Stored entries:
+ + + +
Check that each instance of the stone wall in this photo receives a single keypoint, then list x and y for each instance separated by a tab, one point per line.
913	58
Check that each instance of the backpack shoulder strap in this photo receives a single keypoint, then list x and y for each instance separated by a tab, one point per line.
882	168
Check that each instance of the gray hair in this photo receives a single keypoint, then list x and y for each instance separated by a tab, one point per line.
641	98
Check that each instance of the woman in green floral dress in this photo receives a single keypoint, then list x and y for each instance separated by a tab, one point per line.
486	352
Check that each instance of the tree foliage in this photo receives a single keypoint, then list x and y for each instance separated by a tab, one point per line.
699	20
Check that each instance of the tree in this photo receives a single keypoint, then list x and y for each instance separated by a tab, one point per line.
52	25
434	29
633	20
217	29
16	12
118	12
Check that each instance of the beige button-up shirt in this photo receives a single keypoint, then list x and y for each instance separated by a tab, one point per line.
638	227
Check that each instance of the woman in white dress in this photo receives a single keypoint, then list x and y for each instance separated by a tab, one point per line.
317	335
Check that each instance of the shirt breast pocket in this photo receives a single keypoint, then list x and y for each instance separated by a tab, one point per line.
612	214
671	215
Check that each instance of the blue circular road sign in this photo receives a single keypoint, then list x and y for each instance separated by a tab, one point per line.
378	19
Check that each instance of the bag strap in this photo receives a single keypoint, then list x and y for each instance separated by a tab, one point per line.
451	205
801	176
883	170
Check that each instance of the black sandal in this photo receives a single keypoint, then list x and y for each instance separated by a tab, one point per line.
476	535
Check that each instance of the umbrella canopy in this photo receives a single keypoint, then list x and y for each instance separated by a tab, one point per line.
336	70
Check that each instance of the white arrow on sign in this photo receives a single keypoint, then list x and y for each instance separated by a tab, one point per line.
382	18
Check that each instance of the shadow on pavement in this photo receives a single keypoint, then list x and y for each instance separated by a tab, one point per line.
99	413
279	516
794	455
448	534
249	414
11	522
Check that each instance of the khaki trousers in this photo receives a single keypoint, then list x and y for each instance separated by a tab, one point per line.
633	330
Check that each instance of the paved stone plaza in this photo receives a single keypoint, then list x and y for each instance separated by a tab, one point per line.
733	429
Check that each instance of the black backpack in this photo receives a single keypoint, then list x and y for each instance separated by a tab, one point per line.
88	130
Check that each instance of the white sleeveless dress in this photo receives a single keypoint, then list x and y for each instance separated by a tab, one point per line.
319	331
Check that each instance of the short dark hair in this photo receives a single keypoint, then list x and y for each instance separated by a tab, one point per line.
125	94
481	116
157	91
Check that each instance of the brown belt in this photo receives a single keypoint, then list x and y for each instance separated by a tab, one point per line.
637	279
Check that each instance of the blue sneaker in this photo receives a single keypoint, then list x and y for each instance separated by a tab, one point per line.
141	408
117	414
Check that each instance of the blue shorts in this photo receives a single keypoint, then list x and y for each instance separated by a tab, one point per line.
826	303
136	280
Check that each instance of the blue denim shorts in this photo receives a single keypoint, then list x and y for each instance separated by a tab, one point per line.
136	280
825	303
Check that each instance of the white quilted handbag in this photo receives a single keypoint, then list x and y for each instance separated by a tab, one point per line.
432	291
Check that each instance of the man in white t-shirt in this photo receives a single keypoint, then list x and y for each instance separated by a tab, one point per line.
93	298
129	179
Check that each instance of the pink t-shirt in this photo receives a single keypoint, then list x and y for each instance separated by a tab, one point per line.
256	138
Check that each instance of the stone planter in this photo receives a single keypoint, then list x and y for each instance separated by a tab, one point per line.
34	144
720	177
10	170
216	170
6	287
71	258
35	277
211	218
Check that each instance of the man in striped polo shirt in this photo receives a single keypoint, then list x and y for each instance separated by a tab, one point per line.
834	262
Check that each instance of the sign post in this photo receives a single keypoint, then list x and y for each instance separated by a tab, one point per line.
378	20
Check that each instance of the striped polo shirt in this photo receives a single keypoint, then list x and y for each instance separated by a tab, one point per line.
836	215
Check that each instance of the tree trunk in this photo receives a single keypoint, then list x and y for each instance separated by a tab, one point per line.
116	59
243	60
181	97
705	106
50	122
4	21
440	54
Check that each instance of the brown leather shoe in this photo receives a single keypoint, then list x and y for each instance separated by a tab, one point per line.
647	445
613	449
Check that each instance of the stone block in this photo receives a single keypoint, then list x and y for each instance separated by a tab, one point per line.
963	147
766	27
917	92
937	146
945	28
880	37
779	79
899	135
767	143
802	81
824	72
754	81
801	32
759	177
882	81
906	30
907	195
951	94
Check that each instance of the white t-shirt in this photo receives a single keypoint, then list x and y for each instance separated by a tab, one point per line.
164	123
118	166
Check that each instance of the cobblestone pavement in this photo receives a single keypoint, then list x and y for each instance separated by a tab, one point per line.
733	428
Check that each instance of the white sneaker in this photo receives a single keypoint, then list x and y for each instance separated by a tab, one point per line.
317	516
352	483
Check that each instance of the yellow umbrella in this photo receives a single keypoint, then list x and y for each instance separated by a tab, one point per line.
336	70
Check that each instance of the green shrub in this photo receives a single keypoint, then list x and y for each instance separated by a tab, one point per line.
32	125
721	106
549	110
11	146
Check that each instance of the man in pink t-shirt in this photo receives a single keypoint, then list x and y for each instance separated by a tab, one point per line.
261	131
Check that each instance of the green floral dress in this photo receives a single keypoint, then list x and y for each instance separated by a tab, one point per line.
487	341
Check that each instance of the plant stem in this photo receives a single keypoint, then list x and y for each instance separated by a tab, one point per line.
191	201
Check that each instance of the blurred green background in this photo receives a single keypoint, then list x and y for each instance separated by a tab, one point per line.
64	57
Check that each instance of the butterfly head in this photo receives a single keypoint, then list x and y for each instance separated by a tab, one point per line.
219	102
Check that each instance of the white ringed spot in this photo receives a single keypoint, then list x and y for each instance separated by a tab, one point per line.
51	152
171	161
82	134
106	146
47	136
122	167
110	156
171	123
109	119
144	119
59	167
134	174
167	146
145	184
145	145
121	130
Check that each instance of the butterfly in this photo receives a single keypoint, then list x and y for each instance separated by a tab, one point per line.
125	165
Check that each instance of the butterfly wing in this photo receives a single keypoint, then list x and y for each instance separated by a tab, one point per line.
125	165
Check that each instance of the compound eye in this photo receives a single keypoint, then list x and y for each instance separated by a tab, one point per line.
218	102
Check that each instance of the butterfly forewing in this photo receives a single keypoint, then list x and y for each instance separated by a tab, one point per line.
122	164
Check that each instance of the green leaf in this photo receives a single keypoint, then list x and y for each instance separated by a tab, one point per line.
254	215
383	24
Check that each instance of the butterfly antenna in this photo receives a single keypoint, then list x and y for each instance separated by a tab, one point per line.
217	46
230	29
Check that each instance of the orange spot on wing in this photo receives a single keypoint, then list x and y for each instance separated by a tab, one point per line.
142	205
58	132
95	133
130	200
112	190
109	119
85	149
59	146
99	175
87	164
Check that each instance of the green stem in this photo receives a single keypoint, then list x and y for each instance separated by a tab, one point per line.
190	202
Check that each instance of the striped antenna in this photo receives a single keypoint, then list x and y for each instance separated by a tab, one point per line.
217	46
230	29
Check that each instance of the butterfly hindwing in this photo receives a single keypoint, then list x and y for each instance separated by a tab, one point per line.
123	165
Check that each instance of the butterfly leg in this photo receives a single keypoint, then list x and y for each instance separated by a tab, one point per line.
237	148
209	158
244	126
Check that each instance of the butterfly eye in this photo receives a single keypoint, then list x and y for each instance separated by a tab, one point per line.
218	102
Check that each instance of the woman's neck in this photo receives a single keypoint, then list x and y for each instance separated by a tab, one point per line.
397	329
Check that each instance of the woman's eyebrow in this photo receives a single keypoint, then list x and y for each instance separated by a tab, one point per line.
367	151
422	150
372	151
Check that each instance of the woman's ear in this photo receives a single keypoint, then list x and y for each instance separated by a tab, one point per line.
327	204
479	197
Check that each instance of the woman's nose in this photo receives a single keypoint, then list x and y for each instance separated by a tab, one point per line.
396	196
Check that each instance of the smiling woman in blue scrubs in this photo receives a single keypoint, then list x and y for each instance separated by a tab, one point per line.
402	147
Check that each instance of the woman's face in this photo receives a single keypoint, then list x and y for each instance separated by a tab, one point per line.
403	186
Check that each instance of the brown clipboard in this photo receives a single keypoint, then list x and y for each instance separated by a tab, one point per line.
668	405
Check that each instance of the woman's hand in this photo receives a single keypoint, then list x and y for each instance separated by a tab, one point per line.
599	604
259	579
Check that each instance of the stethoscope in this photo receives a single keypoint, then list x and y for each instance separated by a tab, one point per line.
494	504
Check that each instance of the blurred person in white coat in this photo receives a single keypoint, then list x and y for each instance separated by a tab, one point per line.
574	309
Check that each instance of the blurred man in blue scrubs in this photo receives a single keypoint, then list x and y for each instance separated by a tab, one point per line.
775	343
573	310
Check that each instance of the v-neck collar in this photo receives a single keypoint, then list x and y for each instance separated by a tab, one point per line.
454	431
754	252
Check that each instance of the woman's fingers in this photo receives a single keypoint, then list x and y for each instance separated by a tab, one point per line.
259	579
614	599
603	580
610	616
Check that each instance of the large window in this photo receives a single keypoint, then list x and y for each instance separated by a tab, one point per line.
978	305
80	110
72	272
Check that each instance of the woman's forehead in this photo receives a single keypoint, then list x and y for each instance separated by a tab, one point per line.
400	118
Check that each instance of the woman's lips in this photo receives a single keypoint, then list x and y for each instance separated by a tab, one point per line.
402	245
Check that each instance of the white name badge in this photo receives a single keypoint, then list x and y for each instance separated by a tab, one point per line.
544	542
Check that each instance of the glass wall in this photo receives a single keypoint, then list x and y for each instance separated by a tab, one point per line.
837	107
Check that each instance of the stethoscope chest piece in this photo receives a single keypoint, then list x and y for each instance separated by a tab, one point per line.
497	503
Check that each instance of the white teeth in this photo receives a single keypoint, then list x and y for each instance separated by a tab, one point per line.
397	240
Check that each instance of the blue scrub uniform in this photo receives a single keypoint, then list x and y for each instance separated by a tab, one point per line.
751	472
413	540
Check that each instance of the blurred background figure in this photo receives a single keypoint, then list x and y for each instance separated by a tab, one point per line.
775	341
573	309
+ + + +
*Task objective*.
Only the lines from the one that contains "Check that each instance of the blue scrub" to the end of the entries above should be given again, exactly and in full.

*Answer to the exercise*.
Check that each instance of the blue scrub uniform in this photo receives a single keypoint, then list x and y for each instance separated by a tab, one point per line.
751	472
413	540
Check that each instance of the blurred background figure in this photo receives a single keypoint, then list x and y for each instance separated by a tab, one point per line.
775	341
573	309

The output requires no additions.